> _WHAT YOU NEED TO DO_
From the items below, print verbatim the lines from the one containing "the blue and" up to and including the one containing "Target: blue and white sign".

(Lines of data)
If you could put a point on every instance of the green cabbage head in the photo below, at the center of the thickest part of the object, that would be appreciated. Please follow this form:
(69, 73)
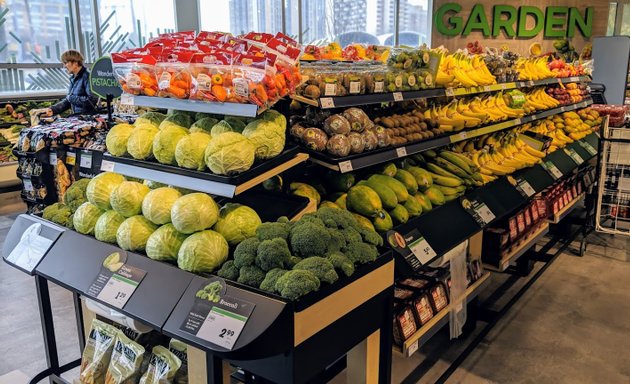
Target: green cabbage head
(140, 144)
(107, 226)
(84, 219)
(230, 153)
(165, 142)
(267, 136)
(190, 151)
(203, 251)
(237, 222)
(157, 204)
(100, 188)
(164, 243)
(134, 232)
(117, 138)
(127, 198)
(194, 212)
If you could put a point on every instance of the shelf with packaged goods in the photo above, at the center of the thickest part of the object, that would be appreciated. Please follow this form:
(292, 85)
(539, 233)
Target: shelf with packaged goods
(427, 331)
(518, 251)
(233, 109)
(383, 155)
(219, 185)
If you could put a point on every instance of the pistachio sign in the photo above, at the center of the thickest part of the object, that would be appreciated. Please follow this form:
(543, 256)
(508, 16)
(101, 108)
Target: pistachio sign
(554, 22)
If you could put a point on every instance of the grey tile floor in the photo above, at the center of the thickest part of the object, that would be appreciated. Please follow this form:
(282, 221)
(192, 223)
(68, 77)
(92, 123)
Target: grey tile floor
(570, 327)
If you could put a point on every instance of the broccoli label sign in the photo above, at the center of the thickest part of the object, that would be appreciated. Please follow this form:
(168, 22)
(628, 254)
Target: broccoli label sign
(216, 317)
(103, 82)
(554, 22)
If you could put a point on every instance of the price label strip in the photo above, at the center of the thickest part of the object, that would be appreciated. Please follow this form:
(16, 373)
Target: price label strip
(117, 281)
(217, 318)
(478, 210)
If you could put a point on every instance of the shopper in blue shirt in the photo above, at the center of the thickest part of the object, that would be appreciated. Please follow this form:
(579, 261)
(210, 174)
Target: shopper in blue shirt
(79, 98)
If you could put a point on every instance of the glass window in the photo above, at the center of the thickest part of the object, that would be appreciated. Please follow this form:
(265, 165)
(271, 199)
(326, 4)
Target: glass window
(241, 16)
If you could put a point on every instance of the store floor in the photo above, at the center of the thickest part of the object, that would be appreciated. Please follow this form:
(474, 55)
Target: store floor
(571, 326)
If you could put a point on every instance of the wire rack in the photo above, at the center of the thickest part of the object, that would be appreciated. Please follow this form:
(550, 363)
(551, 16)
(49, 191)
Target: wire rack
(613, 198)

--

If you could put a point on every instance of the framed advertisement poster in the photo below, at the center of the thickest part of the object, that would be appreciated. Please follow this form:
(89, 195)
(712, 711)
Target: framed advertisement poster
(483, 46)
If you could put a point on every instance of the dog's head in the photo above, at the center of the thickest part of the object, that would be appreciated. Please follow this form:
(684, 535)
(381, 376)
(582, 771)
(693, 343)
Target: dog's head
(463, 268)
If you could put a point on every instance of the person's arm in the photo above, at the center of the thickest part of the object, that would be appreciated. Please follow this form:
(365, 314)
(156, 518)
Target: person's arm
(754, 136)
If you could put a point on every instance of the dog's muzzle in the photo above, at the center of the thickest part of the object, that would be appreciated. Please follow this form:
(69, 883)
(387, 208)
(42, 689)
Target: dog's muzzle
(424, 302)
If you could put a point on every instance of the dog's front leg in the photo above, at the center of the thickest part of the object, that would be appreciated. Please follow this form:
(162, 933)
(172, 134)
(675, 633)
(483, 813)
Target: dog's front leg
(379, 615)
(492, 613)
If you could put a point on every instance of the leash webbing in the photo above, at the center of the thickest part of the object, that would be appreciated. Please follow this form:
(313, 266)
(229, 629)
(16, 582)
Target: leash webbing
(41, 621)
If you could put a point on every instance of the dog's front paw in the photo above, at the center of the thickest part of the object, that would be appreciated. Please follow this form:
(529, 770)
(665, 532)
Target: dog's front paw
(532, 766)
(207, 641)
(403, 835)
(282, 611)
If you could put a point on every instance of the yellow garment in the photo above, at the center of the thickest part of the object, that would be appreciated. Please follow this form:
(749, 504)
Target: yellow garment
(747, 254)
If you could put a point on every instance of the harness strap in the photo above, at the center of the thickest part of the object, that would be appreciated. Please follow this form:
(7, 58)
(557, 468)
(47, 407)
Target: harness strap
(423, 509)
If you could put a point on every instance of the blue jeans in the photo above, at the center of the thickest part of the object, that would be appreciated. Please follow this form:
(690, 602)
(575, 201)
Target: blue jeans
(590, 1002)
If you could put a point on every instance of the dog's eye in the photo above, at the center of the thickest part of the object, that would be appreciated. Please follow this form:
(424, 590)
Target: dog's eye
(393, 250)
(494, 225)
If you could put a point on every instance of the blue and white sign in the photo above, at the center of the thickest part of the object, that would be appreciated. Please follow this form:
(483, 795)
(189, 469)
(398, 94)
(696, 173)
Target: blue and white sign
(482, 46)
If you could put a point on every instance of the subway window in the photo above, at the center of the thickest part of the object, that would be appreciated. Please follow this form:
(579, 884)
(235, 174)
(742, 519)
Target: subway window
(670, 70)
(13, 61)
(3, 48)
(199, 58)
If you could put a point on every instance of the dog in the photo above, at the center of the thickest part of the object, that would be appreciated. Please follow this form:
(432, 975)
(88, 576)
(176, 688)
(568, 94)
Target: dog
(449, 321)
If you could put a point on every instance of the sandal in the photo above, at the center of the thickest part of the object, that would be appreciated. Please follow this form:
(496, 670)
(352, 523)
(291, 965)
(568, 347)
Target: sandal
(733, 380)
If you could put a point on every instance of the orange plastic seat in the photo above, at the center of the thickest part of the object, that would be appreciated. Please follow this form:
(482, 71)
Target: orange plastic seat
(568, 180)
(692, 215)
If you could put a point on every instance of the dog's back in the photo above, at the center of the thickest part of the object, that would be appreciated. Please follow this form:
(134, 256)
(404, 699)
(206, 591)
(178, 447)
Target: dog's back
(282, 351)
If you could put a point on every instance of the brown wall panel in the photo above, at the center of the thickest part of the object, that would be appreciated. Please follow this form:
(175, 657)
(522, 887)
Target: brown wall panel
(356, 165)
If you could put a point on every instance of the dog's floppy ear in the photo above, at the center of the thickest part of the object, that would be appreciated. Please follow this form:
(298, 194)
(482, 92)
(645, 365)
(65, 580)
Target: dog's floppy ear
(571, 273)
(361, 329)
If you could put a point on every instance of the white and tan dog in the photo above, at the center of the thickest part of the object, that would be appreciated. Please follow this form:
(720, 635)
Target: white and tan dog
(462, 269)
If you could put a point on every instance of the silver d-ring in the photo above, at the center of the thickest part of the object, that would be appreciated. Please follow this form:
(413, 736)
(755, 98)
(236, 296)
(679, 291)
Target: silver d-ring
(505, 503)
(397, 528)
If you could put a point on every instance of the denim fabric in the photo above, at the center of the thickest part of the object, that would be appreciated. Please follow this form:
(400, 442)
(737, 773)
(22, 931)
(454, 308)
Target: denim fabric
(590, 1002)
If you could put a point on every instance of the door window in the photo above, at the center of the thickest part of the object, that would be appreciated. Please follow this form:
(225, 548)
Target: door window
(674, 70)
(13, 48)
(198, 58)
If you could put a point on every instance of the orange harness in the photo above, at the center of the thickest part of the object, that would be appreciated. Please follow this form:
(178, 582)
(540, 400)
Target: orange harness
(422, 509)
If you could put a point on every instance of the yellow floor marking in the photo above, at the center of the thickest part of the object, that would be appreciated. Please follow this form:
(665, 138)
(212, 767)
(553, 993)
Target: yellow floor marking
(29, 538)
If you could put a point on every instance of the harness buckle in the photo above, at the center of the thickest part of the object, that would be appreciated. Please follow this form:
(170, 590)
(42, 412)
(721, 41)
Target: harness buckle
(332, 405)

> _FULL OUTPUT_
If you could put a point on every instance of the blue and white sign in the photo above, at the center of the thickest part of the object, that would be appreciated. Please follow this form:
(483, 795)
(189, 469)
(398, 94)
(696, 173)
Target: blue and white sign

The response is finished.